AIM OF THE TASK. Return verbatim the lines of data starting at the line containing "Accessibility service: describe the location of child's face" and ending at the line containing "192,104 -> 240,144", both included.

RECORDED INFORMATION.
#####
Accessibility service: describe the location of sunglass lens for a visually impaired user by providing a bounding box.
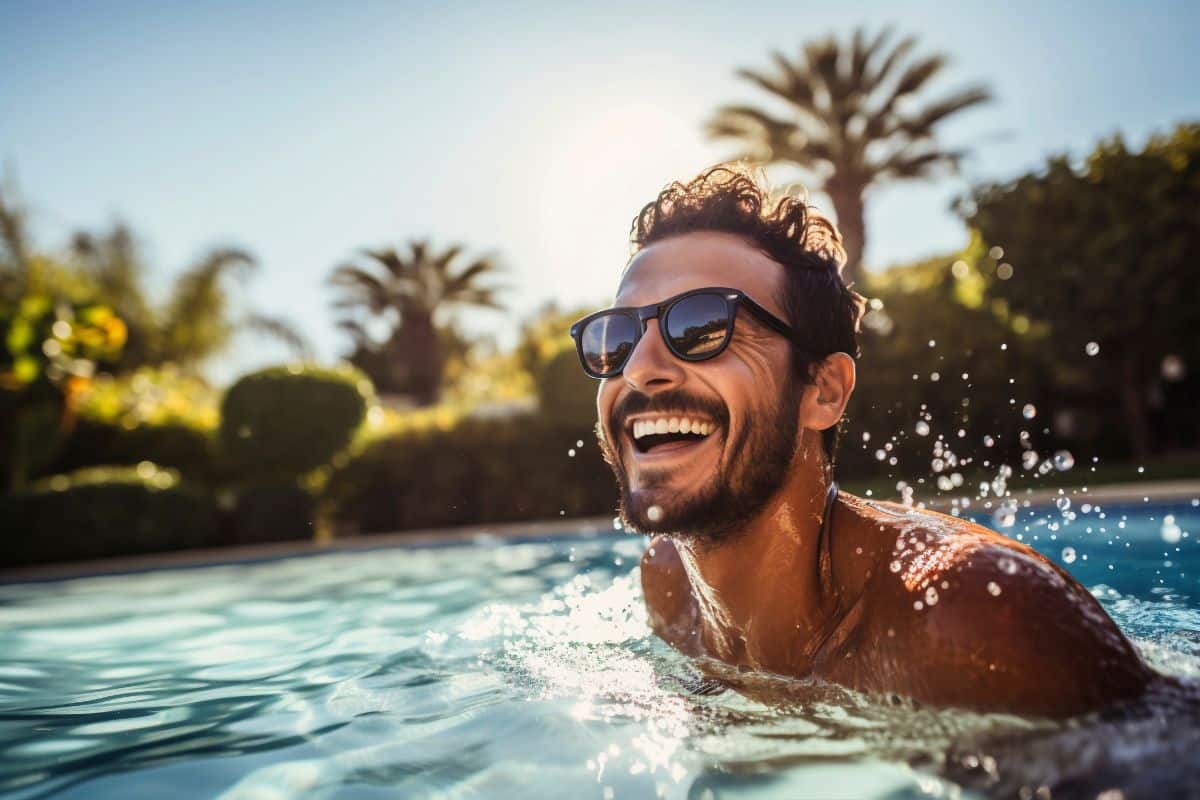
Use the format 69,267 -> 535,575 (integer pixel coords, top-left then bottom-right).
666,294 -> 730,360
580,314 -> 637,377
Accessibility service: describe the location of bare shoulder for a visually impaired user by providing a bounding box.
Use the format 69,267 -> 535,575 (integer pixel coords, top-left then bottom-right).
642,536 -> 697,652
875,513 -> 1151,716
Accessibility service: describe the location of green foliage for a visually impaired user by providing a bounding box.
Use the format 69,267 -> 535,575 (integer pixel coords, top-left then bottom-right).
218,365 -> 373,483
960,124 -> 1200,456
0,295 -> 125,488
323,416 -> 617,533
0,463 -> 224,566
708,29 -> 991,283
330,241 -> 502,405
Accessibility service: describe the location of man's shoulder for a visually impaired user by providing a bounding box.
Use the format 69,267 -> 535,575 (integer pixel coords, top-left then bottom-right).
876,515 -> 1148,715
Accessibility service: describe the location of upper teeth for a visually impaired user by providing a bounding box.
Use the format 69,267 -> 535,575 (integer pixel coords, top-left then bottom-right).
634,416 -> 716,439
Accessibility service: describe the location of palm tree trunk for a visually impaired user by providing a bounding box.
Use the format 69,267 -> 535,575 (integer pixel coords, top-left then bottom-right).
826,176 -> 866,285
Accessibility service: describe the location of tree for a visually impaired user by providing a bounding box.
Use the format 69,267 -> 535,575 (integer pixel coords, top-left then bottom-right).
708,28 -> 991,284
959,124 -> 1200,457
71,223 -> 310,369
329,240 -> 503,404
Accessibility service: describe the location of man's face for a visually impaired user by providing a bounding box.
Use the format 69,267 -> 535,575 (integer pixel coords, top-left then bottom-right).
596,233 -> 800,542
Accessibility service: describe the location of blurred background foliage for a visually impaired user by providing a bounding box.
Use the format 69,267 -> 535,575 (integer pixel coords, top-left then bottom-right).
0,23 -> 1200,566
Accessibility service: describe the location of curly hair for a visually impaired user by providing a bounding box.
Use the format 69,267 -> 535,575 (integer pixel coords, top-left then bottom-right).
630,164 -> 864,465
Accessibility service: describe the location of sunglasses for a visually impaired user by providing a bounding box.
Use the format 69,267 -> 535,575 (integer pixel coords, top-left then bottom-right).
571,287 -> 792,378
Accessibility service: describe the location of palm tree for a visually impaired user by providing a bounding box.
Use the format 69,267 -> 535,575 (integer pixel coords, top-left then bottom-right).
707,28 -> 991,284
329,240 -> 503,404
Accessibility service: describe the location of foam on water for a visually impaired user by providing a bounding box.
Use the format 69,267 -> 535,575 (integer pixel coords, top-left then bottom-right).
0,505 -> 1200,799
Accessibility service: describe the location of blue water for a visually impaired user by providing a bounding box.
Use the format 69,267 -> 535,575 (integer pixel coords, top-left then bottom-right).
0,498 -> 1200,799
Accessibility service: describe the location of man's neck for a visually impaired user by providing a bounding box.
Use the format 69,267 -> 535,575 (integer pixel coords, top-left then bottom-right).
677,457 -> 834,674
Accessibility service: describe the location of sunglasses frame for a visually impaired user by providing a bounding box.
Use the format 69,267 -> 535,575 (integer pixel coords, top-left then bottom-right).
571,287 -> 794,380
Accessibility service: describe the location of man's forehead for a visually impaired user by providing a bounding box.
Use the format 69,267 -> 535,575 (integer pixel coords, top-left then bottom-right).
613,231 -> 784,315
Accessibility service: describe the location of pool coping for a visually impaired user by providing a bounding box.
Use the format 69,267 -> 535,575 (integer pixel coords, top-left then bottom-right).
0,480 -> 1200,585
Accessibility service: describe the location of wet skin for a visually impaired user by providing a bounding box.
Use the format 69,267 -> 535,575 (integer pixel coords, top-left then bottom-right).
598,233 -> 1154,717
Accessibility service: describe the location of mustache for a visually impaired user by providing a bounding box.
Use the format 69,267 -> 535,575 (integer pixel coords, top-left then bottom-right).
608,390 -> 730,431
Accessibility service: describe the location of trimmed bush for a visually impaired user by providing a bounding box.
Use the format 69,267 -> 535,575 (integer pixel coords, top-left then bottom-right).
#####
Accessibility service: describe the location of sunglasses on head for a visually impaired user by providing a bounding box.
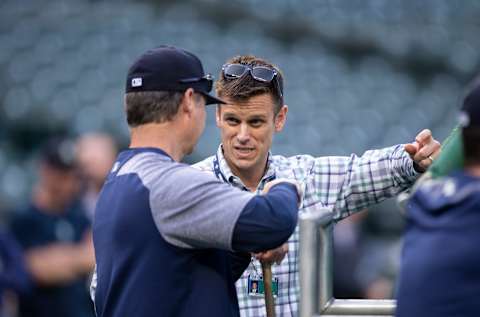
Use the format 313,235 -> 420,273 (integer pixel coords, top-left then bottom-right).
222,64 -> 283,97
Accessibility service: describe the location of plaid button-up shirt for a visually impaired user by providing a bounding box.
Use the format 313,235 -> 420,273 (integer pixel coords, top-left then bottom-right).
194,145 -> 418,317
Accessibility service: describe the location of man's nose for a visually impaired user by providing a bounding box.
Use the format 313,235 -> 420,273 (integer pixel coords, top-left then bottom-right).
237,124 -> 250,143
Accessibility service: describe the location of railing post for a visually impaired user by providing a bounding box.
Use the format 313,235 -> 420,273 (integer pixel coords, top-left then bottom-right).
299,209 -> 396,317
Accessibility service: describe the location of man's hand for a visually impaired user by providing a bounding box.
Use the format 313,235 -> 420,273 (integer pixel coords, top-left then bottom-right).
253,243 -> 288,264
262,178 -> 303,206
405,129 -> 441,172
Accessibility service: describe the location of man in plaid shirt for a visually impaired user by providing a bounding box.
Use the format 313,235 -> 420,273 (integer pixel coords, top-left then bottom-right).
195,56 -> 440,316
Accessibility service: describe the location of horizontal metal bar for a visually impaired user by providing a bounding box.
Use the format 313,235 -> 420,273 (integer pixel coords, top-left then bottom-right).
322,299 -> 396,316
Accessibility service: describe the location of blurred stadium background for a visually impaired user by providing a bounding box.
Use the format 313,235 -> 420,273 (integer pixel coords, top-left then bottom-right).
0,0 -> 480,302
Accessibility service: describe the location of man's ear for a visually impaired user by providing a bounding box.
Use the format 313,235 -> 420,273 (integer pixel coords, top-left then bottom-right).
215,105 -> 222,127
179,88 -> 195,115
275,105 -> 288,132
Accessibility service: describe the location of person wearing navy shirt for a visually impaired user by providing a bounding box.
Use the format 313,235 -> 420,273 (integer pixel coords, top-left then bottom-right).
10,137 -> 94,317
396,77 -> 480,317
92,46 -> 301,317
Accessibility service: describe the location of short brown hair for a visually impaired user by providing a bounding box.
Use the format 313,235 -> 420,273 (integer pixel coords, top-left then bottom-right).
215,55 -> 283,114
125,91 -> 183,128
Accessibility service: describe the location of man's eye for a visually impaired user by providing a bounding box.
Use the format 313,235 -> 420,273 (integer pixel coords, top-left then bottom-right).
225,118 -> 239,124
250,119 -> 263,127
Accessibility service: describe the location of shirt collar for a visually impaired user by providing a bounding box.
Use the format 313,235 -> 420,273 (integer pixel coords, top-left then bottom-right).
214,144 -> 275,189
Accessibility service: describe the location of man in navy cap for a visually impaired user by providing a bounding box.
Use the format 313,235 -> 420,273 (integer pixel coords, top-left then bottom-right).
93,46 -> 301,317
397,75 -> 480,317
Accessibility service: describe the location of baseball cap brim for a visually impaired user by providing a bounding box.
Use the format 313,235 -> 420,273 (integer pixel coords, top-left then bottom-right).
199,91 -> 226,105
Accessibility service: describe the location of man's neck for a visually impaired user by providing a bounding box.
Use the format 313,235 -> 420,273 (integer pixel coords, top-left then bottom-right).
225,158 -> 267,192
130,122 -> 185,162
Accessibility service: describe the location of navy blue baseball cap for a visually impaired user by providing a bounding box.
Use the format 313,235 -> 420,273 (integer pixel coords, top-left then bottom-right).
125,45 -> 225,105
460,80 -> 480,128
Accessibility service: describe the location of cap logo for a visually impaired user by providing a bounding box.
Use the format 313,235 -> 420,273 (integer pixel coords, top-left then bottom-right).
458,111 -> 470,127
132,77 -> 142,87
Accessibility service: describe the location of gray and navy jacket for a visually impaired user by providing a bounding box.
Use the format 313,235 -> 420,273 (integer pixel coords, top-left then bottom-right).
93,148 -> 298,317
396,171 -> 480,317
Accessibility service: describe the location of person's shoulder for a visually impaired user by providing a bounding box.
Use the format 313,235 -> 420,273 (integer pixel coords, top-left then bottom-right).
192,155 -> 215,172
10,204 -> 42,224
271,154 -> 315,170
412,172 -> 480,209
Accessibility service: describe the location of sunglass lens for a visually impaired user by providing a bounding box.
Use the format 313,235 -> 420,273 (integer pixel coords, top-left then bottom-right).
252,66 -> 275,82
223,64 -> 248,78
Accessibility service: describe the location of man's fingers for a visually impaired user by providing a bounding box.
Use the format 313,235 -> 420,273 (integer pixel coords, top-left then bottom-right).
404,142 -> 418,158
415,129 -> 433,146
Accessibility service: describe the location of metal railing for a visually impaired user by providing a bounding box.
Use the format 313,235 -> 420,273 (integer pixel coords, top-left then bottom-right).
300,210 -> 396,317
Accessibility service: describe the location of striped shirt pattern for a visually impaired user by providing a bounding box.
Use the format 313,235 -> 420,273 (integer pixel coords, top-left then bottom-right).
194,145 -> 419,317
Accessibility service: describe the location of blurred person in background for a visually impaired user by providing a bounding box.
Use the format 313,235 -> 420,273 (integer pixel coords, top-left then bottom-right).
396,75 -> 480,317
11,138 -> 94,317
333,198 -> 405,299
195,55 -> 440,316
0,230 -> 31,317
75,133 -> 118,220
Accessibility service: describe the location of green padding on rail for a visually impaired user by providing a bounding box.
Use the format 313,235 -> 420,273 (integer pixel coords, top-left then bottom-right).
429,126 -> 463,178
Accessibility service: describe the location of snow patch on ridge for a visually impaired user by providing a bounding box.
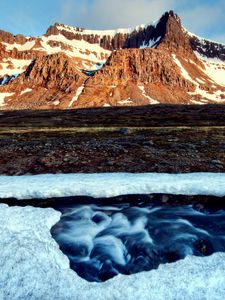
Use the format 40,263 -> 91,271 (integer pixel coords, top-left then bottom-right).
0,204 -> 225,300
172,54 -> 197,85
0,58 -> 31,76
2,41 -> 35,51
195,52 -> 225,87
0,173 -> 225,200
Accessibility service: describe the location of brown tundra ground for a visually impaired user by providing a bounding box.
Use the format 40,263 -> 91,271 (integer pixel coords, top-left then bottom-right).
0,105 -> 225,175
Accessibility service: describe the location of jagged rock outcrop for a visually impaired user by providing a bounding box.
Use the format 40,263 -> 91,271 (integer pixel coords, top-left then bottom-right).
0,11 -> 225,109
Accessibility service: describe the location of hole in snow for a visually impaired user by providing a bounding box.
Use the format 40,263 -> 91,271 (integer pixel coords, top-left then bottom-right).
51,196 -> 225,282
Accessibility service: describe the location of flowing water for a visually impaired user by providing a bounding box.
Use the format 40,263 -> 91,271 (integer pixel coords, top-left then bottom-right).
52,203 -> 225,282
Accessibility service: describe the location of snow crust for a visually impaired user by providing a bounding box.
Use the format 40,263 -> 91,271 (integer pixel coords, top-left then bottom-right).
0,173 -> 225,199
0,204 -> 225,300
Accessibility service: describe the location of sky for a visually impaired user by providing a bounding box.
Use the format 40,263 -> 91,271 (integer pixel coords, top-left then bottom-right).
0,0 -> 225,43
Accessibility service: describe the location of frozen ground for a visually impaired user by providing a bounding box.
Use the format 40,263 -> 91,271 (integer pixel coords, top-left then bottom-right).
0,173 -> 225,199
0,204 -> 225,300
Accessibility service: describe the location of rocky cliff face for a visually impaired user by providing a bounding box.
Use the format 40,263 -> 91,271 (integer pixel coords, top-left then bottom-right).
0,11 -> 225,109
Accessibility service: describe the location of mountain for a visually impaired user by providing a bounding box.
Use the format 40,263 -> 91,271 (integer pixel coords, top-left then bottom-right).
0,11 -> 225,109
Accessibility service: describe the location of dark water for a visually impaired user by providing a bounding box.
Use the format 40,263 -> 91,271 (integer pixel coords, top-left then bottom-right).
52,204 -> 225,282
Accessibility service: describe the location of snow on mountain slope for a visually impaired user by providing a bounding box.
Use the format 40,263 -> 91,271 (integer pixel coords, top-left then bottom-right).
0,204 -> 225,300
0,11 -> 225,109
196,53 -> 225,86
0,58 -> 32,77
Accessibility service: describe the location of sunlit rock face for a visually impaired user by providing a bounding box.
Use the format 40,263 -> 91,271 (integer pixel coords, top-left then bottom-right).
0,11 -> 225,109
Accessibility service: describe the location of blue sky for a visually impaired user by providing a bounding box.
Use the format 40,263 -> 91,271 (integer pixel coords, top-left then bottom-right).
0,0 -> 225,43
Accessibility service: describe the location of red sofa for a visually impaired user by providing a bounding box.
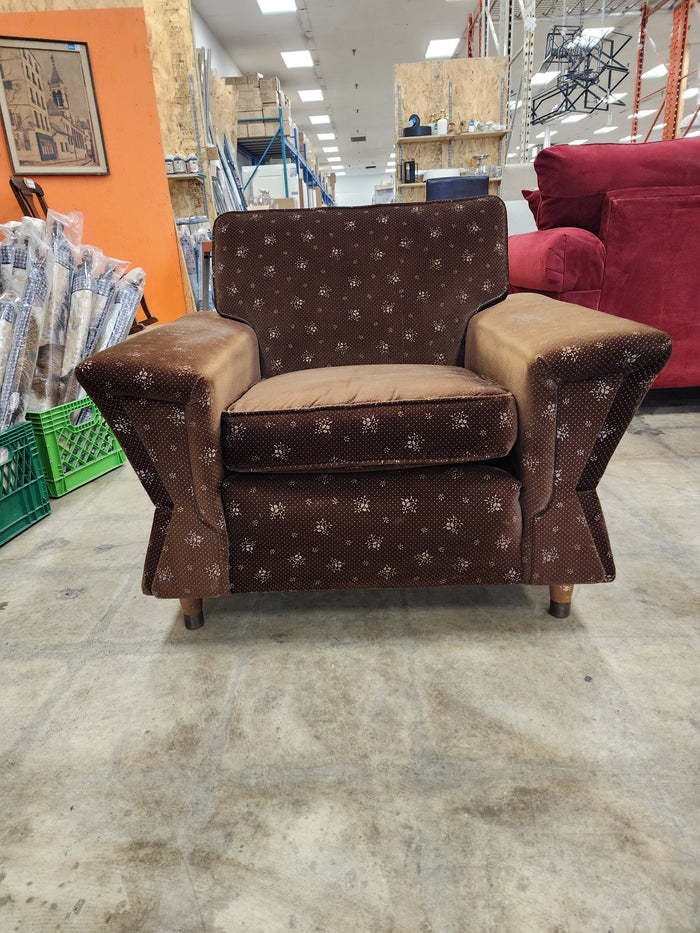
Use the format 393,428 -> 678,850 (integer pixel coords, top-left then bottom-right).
#####
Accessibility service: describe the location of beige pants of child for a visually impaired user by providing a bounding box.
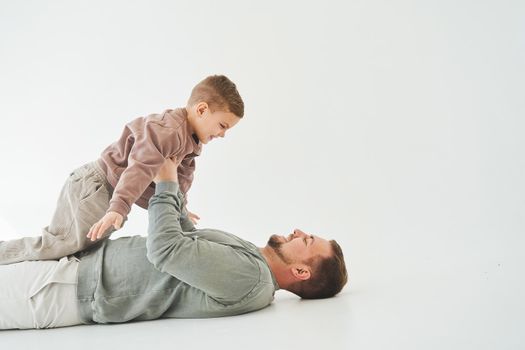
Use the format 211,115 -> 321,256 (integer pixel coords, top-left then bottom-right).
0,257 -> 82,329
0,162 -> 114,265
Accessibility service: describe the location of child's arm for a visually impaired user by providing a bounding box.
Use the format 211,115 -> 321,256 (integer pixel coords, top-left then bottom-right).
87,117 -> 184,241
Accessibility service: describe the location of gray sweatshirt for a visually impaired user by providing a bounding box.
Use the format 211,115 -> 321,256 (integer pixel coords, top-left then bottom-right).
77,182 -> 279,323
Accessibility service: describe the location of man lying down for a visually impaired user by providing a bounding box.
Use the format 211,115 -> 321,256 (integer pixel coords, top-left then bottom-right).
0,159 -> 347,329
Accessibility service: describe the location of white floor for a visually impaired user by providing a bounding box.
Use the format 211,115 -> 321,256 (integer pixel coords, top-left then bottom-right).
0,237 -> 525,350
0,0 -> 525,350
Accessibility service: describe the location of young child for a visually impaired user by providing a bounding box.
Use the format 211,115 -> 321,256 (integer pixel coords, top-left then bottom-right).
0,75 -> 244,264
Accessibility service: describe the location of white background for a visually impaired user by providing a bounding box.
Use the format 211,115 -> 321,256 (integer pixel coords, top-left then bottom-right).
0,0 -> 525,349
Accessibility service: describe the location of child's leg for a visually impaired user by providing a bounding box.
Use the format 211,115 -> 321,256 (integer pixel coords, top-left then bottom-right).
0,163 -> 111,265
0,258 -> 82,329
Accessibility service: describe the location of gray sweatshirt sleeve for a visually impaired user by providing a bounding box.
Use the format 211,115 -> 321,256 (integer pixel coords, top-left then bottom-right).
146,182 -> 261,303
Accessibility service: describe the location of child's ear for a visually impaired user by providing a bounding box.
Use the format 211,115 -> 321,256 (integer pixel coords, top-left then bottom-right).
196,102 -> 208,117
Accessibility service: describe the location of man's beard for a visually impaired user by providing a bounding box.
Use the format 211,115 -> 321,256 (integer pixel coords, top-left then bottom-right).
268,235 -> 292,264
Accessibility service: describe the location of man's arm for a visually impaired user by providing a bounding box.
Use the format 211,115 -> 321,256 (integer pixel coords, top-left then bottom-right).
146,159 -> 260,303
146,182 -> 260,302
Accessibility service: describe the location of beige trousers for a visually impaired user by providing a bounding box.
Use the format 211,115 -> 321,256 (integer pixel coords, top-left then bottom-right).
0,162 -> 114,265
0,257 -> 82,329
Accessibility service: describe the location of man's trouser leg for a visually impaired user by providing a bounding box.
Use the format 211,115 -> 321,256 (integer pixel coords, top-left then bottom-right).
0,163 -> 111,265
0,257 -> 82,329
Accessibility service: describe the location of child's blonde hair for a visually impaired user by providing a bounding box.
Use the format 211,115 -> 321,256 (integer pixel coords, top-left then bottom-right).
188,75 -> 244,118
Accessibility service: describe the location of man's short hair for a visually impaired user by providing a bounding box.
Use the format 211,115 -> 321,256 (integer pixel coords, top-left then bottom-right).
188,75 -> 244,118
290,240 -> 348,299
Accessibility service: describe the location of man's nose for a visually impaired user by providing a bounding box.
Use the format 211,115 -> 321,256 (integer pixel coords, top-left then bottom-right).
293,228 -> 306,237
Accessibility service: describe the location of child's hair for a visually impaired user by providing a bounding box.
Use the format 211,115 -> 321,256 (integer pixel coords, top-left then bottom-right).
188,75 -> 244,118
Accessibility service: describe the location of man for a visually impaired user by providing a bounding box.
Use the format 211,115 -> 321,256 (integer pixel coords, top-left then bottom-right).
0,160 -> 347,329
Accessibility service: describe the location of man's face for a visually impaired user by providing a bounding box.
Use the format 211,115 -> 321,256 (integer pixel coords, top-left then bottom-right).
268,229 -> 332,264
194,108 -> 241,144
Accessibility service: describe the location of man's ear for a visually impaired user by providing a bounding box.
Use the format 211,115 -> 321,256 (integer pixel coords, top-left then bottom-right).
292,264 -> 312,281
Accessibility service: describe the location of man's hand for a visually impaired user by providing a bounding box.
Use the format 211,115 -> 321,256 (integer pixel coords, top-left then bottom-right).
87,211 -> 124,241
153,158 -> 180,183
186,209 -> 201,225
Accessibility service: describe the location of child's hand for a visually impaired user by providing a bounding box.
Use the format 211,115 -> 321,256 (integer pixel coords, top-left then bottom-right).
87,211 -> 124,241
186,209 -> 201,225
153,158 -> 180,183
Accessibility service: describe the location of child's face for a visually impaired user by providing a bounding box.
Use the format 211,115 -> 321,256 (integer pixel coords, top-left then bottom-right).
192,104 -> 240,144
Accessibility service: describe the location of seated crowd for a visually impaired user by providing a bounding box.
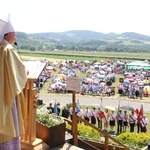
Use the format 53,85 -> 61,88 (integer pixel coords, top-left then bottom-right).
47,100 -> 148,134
#####
OUTPUT OF THE EXERCISE.
Accessibility service: describe the location of child's face for a visually impaired user by providing a bounding box.
Use the format 211,115 -> 321,256 (integer pixel coords, top-left then bottom-right).
192,104 -> 240,144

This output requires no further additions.